(Location annotation dataset excerpts)
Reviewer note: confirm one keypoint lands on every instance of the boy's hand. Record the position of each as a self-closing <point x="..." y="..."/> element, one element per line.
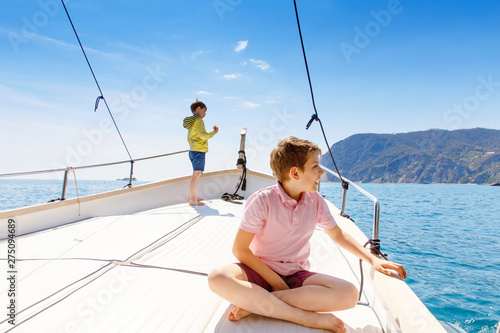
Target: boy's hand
<point x="384" y="266"/>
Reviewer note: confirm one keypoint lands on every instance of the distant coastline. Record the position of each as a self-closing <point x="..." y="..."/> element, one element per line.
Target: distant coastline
<point x="469" y="156"/>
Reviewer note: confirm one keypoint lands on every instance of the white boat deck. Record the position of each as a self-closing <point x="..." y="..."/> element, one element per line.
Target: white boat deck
<point x="146" y="272"/>
<point x="136" y="260"/>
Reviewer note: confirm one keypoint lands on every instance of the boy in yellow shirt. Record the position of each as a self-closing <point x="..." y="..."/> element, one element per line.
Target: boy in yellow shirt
<point x="198" y="146"/>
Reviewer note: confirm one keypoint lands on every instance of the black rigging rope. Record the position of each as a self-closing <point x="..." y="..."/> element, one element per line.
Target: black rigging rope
<point x="97" y="83"/>
<point x="315" y="115"/>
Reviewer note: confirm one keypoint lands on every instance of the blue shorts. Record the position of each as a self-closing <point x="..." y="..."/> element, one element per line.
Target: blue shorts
<point x="197" y="160"/>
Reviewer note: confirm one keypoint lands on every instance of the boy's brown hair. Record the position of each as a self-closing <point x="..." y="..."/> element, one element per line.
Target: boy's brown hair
<point x="291" y="152"/>
<point x="197" y="104"/>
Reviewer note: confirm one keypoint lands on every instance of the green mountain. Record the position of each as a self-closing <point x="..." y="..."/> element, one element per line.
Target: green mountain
<point x="433" y="156"/>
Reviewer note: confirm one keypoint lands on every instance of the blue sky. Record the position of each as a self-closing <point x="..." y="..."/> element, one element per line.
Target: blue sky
<point x="376" y="67"/>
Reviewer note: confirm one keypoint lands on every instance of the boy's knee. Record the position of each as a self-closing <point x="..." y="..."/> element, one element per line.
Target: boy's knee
<point x="216" y="278"/>
<point x="352" y="295"/>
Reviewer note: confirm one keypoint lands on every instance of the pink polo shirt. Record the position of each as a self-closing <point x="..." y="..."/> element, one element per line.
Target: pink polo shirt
<point x="283" y="227"/>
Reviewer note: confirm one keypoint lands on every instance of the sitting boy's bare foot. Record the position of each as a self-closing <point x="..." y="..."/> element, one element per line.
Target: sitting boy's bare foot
<point x="238" y="313"/>
<point x="329" y="322"/>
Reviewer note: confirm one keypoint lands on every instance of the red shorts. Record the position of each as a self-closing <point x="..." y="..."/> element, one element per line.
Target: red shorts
<point x="293" y="281"/>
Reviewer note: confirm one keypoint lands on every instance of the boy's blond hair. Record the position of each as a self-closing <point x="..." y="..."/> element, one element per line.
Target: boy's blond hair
<point x="291" y="152"/>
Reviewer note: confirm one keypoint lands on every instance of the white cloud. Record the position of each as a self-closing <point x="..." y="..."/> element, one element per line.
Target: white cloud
<point x="249" y="105"/>
<point x="205" y="93"/>
<point x="242" y="44"/>
<point x="261" y="64"/>
<point x="232" y="76"/>
<point x="196" y="54"/>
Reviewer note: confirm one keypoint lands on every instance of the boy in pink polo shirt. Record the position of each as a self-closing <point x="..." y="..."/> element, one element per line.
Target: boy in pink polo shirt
<point x="272" y="278"/>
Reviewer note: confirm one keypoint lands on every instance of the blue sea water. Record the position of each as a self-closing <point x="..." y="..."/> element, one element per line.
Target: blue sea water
<point x="446" y="236"/>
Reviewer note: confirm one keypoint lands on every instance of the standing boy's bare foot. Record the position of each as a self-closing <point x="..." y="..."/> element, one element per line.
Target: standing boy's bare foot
<point x="238" y="313"/>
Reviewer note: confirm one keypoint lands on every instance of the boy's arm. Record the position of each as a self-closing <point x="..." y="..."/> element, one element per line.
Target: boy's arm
<point x="349" y="243"/>
<point x="201" y="131"/>
<point x="242" y="252"/>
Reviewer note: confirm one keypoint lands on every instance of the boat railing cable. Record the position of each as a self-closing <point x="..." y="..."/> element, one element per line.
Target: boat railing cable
<point x="72" y="169"/>
<point x="100" y="91"/>
<point x="315" y="116"/>
<point x="374" y="242"/>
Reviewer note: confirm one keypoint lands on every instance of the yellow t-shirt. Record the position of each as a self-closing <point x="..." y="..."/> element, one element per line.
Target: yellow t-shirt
<point x="197" y="135"/>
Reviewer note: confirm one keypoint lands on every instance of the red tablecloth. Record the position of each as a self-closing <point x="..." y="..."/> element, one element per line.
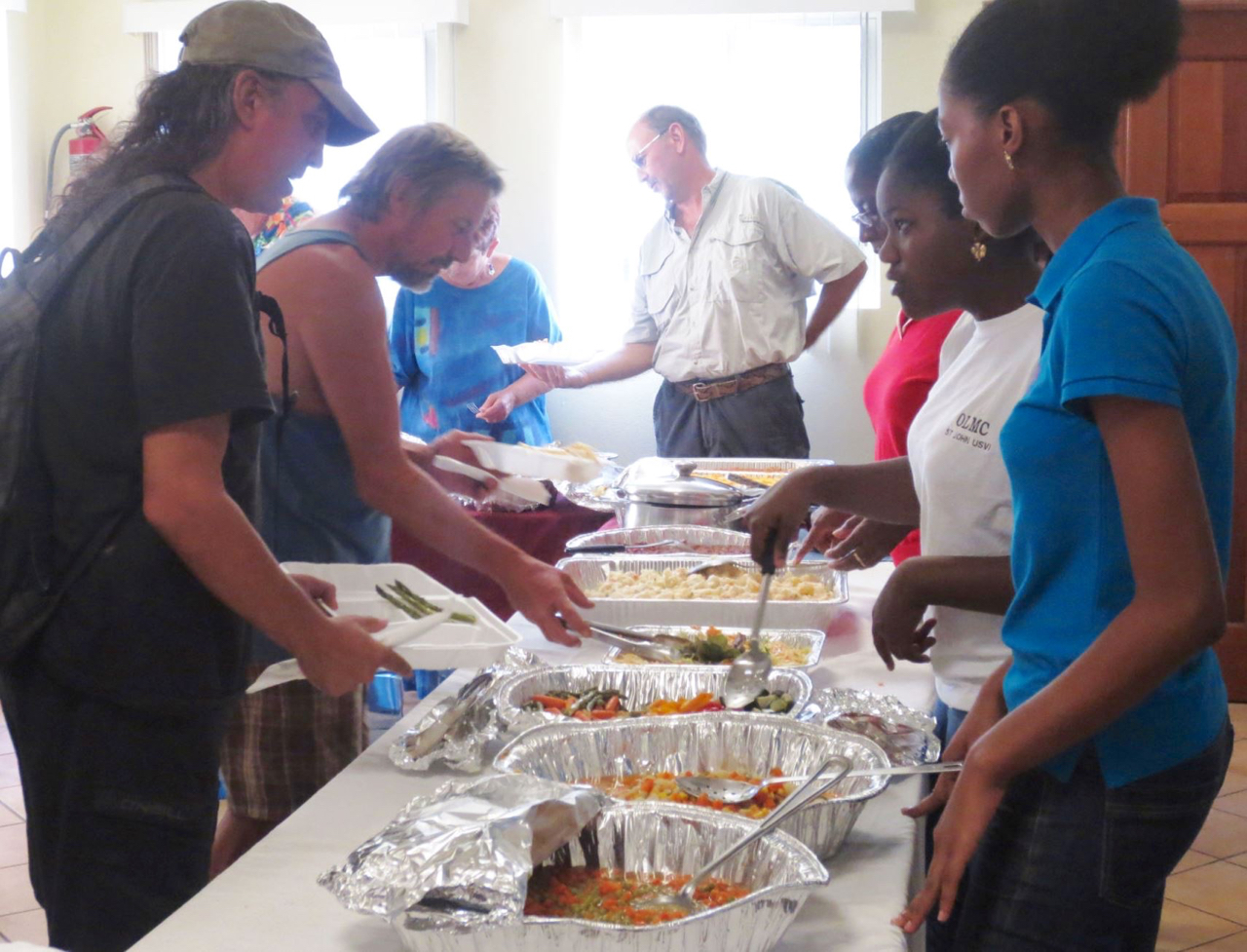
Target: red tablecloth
<point x="542" y="533"/>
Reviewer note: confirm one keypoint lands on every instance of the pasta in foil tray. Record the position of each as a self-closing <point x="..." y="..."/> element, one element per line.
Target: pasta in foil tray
<point x="722" y="583"/>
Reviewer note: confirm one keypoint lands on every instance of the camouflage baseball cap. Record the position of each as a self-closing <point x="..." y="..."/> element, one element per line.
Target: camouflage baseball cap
<point x="275" y="38"/>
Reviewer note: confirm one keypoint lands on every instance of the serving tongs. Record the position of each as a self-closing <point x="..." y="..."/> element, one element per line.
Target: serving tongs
<point x="739" y="791"/>
<point x="418" y="745"/>
<point x="748" y="672"/>
<point x="663" y="649"/>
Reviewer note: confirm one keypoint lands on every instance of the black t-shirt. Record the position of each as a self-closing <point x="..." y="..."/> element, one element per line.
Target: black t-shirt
<point x="157" y="327"/>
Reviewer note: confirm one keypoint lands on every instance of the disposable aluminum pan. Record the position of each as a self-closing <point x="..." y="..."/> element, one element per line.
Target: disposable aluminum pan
<point x="639" y="685"/>
<point x="704" y="743"/>
<point x="698" y="539"/>
<point x="663" y="839"/>
<point x="905" y="735"/>
<point x="744" y="467"/>
<point x="590" y="572"/>
<point x="809" y="639"/>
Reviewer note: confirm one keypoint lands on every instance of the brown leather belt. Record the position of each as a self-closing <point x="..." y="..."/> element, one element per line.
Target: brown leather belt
<point x="704" y="391"/>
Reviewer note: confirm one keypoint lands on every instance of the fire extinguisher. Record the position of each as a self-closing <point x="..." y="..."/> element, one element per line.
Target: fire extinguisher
<point x="86" y="140"/>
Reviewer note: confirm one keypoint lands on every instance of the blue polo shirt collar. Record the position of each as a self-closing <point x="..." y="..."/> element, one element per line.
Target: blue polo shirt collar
<point x="1082" y="244"/>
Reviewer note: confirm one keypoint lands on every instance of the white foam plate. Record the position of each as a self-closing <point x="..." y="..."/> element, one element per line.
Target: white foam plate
<point x="535" y="463"/>
<point x="424" y="645"/>
<point x="544" y="354"/>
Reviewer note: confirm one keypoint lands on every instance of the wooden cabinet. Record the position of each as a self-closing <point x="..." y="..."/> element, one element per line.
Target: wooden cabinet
<point x="1188" y="149"/>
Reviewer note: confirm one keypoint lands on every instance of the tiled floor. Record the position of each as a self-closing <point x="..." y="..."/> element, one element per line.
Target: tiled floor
<point x="1205" y="903"/>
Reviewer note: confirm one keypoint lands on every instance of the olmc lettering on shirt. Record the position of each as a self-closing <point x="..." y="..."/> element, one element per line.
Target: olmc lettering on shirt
<point x="970" y="430"/>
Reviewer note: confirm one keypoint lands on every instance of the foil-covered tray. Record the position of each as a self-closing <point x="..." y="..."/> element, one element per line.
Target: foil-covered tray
<point x="588" y="572"/>
<point x="905" y="735"/>
<point x="696" y="539"/>
<point x="463" y="746"/>
<point x="600" y="494"/>
<point x="707" y="743"/>
<point x="807" y="639"/>
<point x="640" y="685"/>
<point x="662" y="839"/>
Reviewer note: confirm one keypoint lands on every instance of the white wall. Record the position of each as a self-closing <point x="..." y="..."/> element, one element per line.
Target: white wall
<point x="70" y="55"/>
<point x="507" y="74"/>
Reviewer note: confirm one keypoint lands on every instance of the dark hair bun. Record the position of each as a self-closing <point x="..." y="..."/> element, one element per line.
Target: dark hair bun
<point x="868" y="155"/>
<point x="1082" y="58"/>
<point x="1132" y="44"/>
<point x="921" y="160"/>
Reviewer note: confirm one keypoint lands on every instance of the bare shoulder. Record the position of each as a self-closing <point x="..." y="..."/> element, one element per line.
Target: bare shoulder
<point x="321" y="279"/>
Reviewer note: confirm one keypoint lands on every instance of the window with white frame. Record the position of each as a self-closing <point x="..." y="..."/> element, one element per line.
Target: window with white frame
<point x="782" y="96"/>
<point x="386" y="70"/>
<point x="8" y="183"/>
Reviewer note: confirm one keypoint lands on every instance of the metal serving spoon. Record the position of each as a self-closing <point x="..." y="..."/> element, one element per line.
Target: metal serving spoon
<point x="747" y="676"/>
<point x="832" y="771"/>
<point x="650" y="650"/>
<point x="738" y="791"/>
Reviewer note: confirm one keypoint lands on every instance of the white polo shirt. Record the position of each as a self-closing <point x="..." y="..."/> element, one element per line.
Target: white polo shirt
<point x="963" y="488"/>
<point x="731" y="296"/>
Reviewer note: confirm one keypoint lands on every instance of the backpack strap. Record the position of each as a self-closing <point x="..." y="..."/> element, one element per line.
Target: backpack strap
<point x="303" y="237"/>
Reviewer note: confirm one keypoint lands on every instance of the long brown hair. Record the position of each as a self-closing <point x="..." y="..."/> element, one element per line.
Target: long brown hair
<point x="183" y="120"/>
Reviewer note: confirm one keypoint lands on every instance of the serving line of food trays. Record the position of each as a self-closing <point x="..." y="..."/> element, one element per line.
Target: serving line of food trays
<point x="591" y="572"/>
<point x="748" y="743"/>
<point x="639" y="686"/>
<point x="449" y="644"/>
<point x="787" y="646"/>
<point x="753" y="473"/>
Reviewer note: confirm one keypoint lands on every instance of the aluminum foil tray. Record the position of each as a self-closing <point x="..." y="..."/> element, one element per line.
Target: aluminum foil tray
<point x="810" y="639"/>
<point x="640" y="685"/>
<point x="703" y="743"/>
<point x="905" y="735"/>
<point x="722" y="466"/>
<point x="698" y="539"/>
<point x="663" y="839"/>
<point x="590" y="570"/>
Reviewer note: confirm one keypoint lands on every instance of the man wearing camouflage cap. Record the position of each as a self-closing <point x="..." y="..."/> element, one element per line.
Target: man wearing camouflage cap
<point x="147" y="427"/>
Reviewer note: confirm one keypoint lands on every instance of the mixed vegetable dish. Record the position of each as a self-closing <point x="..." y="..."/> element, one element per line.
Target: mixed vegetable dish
<point x="618" y="897"/>
<point x="600" y="704"/>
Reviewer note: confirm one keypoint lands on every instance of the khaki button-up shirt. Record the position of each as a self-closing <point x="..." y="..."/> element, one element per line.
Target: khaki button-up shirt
<point x="731" y="296"/>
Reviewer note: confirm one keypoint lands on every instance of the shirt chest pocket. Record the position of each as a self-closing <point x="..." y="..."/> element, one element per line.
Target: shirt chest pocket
<point x="659" y="274"/>
<point x="737" y="265"/>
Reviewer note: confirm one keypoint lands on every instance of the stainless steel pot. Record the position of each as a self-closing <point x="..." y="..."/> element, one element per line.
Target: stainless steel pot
<point x="677" y="498"/>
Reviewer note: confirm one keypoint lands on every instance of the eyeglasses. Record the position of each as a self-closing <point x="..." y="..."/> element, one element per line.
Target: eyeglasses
<point x="867" y="220"/>
<point x="639" y="159"/>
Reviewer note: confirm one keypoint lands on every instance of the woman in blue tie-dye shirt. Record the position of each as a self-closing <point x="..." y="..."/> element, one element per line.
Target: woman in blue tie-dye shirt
<point x="440" y="347"/>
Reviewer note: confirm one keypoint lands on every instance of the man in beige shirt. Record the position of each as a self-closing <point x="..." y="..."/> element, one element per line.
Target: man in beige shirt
<point x="720" y="305"/>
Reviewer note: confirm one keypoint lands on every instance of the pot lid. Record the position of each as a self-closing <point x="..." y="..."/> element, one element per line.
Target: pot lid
<point x="681" y="488"/>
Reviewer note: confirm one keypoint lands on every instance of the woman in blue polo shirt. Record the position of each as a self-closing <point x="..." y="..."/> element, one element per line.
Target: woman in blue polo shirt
<point x="1094" y="755"/>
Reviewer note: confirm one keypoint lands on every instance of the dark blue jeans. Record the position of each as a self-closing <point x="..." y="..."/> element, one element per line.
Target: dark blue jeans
<point x="940" y="934"/>
<point x="121" y="808"/>
<point x="766" y="421"/>
<point x="1081" y="867"/>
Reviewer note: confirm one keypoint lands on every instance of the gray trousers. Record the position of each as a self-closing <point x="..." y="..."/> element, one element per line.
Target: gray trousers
<point x="766" y="421"/>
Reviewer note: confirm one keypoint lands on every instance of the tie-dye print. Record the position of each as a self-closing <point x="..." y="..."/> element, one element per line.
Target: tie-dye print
<point x="441" y="359"/>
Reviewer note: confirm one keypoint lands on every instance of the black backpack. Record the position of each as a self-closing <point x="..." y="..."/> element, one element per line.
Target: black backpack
<point x="30" y="586"/>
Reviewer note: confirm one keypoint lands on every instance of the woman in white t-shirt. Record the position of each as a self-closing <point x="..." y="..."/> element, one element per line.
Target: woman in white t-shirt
<point x="947" y="604"/>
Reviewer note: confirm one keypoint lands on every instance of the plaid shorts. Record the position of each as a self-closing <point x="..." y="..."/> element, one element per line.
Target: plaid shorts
<point x="285" y="743"/>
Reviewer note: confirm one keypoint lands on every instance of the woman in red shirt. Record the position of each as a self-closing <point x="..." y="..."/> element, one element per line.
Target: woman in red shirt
<point x="896" y="387"/>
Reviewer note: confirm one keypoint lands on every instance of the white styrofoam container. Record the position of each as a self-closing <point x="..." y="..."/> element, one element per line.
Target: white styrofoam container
<point x="446" y="645"/>
<point x="530" y="462"/>
<point x="587" y="572"/>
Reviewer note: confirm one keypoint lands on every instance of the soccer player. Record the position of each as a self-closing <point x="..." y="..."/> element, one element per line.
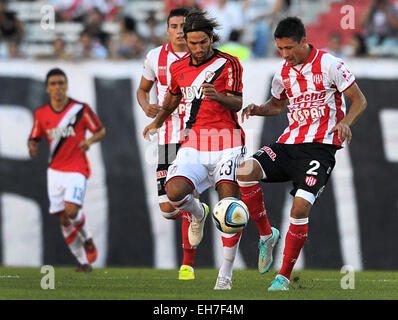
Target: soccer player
<point x="171" y="134"/>
<point x="64" y="121"/>
<point x="310" y="83"/>
<point x="210" y="81"/>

**Request**
Omit the pictures, then extract verbatim only those lines that fall between the line containing "of the plaid" and the final line of the records above, both included.

**Output**
Reviewer note: confirm one keypoint lands on every instance of the plaid shorts. Record the position of each as a self-closing <point x="..." y="..."/> element, one element per line.
Target: plaid shorts
<point x="285" y="743"/>
Reviewer note: confirm one keypoint lands on every instance of the woman in red shirt. Record the position of each as a self-closing <point x="..." y="..."/> element, one element per line.
Target: woman in red shirt
<point x="896" y="387"/>
Reviewer note: confirm one keypoint lands on every instance of the white styrofoam container. Record the position of each as a self-closing <point x="..." y="..."/> element, one element per line.
Target: white styrofoam container
<point x="446" y="645"/>
<point x="530" y="462"/>
<point x="587" y="572"/>
Reviewer note: confirm one keypoint lands on every instance of the soccer player. Record the position of each as a self-closing <point x="..." y="..."/> element, one element per line.
Target: soccer player
<point x="171" y="134"/>
<point x="64" y="121"/>
<point x="310" y="83"/>
<point x="210" y="81"/>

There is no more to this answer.